# Text provided:

★ ★ ★

#ARC: The King’s Pleasure: A Novel of Henry VIII (Tudor Rose #2) by Alison Weir

Young Henry began his rule as a magnificent and chivalrous Renaissance prince who embodied every virtue. He had all the qualities to make a triumph of his rule, yet we remember only the violence. Henry famously broke with the Pope, founding the Church of England and launching a religious revolution that divided his kingdom. He beheaded two of his wives and cast aside two others. He died a suspicious, obese, disease-riddled tyrant, old before his time. His reign is remembered as one of dangerous intrigue and bloodshed—and yet the truth is far more complex.

The King’s Pleasure brings to life the idealistic monarch who expanded Parliament, founded the Royal Navy, modernized medical training, composed music and poetry, and patronized the arts. A passionate man in search of true love, he was stymied by the imperative to produce a male heir, as much a victim of circumstance as his unhappy wives. Had fate been kinder to him, the history of England would have been very different.

Here is the story of the private man. To his contemporaries, he was a great king, a legend in his own lifetime. And he left an extraordinary legacy—a modern Britain.

The King’s Pleasure (Amazon US) (Amazon UK) (Audible)

Alison Weir knows her Tudors. Whether it’s non-fiction or fiction, she seems to have scoured all available sources for information and compiled a healthy number of books on the subject. I’ve read or listened to several (Click here for reviews) and Weir proves herself as a very good historian who also knows how to write a book. Following the six-book historical book series on the wives of Henry VII, she decided it was time to write a book from his point of view.

★ ★ ★

# Extracted records:
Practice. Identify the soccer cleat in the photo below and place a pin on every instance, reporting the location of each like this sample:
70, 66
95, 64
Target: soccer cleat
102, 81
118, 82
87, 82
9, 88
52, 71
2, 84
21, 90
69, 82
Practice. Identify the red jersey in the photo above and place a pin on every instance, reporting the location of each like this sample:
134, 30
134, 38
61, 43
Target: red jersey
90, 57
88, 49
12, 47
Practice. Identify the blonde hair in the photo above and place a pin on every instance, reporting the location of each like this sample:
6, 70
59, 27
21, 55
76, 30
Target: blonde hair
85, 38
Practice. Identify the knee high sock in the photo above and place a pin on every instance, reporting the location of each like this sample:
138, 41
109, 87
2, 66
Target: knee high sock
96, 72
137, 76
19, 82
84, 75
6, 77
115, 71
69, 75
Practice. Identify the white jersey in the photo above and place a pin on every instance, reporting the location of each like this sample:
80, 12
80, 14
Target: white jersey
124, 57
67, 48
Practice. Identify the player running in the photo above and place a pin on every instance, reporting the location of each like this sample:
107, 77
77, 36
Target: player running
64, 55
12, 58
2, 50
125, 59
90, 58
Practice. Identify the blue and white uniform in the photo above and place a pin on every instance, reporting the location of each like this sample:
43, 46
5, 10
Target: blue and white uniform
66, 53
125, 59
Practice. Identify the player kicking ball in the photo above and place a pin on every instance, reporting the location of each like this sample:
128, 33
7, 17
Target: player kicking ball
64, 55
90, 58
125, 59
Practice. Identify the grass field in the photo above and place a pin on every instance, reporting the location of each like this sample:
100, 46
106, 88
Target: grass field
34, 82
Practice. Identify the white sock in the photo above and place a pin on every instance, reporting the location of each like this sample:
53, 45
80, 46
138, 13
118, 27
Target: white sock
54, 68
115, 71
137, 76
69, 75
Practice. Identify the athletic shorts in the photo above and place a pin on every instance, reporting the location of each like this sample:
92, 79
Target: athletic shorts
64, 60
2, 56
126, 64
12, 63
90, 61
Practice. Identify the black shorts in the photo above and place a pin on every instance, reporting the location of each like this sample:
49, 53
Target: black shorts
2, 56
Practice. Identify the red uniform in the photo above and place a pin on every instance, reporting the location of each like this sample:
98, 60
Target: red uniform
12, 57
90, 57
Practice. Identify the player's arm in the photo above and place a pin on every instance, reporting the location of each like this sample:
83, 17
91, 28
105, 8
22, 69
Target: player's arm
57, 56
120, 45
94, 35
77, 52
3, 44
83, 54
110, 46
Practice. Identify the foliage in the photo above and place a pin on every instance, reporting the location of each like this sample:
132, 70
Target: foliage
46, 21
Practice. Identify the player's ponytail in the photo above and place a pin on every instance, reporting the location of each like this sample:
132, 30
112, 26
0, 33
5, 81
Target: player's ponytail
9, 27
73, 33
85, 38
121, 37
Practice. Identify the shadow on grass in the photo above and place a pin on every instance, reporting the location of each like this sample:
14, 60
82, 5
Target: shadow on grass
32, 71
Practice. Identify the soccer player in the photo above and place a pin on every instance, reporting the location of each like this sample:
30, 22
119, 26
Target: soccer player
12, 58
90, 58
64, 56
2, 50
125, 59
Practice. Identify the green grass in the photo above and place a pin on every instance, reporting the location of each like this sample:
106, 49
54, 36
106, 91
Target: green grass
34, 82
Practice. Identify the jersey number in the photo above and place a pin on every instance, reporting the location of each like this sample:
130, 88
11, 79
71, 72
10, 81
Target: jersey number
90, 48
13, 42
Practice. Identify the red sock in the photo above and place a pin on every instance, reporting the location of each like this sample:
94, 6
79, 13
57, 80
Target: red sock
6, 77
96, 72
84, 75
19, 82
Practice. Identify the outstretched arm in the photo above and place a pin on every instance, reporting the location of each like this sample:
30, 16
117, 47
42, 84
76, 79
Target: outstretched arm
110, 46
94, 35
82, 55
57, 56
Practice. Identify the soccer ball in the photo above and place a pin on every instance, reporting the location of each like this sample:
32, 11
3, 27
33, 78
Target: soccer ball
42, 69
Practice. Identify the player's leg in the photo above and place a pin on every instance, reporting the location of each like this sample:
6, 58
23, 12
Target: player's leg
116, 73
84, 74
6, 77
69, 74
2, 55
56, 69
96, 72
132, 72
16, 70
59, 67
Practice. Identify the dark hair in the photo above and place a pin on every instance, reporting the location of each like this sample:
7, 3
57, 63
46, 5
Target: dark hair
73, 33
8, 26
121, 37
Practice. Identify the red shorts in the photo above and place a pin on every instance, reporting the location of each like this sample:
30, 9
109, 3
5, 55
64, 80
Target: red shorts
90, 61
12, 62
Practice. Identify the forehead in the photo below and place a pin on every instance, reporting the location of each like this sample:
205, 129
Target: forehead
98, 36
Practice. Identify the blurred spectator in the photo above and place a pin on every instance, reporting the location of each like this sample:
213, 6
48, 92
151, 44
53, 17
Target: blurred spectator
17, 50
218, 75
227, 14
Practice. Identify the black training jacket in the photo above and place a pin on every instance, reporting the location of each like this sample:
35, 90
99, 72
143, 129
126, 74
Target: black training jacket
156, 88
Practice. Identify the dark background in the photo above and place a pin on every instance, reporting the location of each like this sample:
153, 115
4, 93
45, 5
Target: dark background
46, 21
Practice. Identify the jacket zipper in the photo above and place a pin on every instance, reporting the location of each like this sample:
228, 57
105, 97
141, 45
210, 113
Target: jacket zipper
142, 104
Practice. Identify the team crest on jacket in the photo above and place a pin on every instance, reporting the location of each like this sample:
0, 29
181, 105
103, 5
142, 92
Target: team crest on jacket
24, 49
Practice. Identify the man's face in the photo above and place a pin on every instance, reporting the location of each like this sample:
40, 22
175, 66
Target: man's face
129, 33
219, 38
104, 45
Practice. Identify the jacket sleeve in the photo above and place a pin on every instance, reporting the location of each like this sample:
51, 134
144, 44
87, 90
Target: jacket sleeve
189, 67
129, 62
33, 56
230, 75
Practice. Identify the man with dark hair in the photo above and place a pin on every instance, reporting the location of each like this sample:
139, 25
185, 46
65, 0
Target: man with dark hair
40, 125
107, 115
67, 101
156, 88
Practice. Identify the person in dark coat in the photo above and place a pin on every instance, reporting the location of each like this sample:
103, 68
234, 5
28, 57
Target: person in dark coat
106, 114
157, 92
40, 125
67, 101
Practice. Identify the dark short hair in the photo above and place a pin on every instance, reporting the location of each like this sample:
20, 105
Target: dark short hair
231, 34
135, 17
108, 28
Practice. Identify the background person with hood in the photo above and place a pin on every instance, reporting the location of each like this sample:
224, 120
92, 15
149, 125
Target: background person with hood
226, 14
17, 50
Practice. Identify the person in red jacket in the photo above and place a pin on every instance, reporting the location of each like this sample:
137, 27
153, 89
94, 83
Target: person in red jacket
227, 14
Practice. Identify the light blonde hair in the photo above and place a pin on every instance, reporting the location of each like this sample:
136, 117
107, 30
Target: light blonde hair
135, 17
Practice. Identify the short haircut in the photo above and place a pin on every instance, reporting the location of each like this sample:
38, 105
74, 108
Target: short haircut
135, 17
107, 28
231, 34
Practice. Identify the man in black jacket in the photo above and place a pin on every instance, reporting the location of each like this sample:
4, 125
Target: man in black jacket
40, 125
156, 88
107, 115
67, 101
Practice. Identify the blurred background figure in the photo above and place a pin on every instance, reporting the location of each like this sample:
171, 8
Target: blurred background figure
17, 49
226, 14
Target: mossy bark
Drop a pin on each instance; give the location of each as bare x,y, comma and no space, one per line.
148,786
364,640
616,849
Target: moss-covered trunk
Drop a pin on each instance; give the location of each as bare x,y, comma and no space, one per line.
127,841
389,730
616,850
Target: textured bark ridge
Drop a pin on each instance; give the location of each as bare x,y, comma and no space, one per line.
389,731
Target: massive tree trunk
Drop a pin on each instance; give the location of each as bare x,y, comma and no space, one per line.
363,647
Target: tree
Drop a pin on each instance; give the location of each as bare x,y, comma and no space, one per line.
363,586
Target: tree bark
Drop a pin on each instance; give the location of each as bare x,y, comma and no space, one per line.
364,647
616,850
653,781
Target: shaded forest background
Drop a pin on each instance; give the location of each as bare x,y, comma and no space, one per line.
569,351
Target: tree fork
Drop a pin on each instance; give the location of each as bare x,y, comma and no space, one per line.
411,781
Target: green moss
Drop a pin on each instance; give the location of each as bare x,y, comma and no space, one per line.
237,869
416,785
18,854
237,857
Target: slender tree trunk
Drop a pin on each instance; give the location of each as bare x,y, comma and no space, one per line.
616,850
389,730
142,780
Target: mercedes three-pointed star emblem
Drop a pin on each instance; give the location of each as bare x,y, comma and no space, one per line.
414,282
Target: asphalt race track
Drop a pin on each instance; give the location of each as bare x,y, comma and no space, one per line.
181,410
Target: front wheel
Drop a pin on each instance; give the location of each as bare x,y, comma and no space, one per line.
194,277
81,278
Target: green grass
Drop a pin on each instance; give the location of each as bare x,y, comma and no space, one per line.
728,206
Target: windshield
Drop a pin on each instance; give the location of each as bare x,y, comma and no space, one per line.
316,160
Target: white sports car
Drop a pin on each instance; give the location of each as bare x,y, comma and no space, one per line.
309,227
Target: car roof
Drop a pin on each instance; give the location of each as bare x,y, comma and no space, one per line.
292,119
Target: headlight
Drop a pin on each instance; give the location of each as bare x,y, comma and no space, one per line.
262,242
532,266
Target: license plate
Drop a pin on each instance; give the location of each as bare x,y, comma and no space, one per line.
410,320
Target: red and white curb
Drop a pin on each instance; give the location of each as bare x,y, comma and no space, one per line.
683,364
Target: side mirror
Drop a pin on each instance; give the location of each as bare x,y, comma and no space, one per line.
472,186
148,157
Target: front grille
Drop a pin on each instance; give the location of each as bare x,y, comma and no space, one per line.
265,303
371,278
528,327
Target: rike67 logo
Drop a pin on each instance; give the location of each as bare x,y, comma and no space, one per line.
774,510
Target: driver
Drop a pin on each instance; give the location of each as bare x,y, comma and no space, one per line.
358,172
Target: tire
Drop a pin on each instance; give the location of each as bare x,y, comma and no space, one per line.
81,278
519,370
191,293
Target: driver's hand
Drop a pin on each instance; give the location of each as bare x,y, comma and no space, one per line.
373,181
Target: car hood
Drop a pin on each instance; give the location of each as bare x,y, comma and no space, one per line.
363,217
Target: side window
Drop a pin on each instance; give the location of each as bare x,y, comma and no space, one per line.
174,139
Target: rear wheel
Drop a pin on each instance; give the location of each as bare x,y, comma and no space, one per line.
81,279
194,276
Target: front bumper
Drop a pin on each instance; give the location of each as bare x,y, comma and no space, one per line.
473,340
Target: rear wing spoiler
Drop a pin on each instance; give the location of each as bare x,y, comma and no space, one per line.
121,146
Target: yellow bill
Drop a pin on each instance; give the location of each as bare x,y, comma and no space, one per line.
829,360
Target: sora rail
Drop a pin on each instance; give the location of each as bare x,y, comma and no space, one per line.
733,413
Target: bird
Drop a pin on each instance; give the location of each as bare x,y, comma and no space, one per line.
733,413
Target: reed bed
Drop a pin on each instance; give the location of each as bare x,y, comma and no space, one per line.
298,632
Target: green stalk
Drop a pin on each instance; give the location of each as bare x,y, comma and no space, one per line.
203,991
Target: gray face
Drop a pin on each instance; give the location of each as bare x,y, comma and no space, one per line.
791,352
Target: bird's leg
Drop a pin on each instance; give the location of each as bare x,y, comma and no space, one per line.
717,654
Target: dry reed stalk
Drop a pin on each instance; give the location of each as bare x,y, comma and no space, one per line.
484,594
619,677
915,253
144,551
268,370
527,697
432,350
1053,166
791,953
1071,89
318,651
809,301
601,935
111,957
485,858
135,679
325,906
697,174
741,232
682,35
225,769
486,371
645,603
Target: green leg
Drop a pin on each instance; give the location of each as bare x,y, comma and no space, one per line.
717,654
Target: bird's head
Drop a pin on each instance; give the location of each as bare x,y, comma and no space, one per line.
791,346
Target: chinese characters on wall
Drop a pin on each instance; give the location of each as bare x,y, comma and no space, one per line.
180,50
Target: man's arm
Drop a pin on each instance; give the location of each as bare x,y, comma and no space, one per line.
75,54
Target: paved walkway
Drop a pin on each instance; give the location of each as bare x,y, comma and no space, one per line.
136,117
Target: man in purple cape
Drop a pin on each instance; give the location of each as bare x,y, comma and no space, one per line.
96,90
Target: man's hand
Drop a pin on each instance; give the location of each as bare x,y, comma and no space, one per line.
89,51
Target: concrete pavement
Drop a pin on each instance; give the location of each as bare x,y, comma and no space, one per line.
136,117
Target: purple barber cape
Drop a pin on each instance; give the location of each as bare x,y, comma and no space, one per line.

★ ★ ★

# Prompt 1:
List the achievements that the review of The King's Pleasure credits to Henry in the sentence beginning "The King's Pleasure brings to life the idealistic monarch."
# Prompt 2:
According to the review of The King's Pleasure, what frustrated Henry's search for true love, and what does this make him in relation to his wives?
# Prompt 3:
Extend the review of The King's Pleasure past its last sentence.
The data plays no part in what follows.

# Output 1:
- Expanded Parliament
- Founded the Royal Navy
- Modernized medical training
- Composed music and poetry
- Patronized the arts

# Output 2:
His search for true love was stymied by the imperative to produce a male heir. The review says this made him as much a victim of circumstance as his unhappy wives.

# Output 3:
For the most part, this book works, if you don’t mind minutiae about Henry VIII. Weir’s biggest problem, and my problem reading the 600-page book, is that things move along very slowly. Indeed, you have to get 50% through the book before Anne Boleyn becomes a part of the story.

Weir makes sure to mention key players during “Harry’s” reign (using the familiar name makes the king seem more human, rather than the tyrant he became. The book is a good detailed look at Henry’s reign in fictional form. There was a lot going on besides Henry’s obsession with a mail heir, and it shows in the work.

Despite my interest in the subject and knowing the plethora of information Weir drew upon to weave her tale, at times I grew bored. I liked the book well enough, the story is interesting and compelling, yet I feel I would have enjoyed this long book a lot better if I listened to it instead of reading it to do it justice.

I received a copy of this book from NetGalley and Ballantine Books in exchange for an honest review. All opinions expressed are my own.